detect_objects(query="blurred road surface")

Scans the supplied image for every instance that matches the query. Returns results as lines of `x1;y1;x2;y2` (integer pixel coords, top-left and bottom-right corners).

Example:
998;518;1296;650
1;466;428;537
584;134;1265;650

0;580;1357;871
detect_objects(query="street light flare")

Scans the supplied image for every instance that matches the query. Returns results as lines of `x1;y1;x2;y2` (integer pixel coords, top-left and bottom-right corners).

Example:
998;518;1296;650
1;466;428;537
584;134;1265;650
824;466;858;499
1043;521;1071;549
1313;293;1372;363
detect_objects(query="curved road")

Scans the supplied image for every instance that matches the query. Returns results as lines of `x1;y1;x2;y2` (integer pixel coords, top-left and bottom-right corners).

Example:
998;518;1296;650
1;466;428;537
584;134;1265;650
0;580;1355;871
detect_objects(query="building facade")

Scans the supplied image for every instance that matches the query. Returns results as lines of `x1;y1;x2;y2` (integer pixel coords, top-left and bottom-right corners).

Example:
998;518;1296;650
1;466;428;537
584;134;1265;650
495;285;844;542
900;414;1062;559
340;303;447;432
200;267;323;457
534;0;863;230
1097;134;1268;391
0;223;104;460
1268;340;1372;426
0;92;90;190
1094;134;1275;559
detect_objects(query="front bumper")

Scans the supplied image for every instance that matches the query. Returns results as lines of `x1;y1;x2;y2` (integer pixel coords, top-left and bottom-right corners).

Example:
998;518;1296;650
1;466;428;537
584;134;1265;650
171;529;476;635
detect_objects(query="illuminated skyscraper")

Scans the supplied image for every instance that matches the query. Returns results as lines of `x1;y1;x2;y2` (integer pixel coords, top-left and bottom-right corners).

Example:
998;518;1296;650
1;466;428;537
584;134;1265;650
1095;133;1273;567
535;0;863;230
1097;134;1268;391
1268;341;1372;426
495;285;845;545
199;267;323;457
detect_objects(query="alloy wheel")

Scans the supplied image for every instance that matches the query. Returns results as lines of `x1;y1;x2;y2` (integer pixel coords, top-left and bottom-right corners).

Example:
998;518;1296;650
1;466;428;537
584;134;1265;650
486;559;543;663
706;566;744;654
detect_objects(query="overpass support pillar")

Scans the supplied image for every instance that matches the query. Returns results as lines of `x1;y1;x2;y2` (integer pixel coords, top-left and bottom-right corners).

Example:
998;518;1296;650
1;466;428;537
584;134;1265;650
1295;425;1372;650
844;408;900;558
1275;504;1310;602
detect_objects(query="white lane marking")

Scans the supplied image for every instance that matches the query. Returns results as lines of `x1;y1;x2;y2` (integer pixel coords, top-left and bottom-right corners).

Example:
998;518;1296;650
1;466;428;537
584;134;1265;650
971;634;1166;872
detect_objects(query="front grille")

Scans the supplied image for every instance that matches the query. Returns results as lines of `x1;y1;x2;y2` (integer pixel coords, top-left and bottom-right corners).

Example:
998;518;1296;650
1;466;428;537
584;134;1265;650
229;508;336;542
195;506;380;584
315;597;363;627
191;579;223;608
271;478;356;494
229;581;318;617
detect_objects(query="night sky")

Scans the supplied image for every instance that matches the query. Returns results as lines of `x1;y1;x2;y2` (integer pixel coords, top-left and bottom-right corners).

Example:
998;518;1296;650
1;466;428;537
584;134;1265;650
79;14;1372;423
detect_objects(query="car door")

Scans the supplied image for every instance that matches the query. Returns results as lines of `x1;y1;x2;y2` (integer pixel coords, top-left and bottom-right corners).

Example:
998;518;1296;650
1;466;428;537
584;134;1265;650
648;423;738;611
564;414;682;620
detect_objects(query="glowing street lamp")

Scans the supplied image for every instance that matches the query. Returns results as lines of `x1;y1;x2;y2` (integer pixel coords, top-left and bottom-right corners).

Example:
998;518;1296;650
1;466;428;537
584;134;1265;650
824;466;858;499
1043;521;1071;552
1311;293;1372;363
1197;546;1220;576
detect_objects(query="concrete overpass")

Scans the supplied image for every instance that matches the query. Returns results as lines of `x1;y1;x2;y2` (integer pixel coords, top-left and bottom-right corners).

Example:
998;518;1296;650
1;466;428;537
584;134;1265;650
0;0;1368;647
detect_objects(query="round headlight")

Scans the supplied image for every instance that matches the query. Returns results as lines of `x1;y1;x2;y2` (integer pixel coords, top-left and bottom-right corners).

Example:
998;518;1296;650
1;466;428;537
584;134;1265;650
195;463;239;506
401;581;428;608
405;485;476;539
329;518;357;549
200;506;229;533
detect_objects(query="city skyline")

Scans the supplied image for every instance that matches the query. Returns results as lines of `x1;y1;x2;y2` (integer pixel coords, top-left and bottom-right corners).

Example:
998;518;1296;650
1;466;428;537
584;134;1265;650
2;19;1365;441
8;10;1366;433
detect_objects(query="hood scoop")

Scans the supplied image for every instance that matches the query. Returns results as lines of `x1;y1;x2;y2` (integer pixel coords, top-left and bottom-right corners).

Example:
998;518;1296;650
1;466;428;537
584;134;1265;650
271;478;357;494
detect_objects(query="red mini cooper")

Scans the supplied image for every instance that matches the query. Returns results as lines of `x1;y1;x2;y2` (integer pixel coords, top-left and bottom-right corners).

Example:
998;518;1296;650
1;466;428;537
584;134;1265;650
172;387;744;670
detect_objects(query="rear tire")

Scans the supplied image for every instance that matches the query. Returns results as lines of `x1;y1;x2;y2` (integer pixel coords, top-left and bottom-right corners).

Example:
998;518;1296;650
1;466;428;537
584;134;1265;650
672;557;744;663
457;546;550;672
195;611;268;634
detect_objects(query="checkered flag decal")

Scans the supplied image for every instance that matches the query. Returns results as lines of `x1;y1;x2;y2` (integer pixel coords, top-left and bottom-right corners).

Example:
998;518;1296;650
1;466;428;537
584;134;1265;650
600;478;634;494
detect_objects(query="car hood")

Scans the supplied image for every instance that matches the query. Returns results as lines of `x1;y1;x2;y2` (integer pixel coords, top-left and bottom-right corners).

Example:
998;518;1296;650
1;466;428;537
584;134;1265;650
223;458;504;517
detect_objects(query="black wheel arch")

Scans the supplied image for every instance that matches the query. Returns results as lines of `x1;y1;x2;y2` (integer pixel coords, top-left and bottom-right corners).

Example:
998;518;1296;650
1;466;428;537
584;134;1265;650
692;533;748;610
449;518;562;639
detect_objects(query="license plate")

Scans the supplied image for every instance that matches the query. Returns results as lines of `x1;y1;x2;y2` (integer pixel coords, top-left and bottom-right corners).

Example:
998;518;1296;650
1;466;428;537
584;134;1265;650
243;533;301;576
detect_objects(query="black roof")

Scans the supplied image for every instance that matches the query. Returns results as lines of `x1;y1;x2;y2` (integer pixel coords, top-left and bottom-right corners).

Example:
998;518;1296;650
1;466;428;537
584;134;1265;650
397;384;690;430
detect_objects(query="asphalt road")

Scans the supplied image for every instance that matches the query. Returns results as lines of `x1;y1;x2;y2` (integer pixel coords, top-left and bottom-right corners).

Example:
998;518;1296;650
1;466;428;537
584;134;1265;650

▶ [The request]: Pick out each line above that contains the word "wheel" and copy it out. Case counts.

▶ [Expected answer]:
detect_objects(query="alloy wheel")
detect_objects(query="black wheel arch")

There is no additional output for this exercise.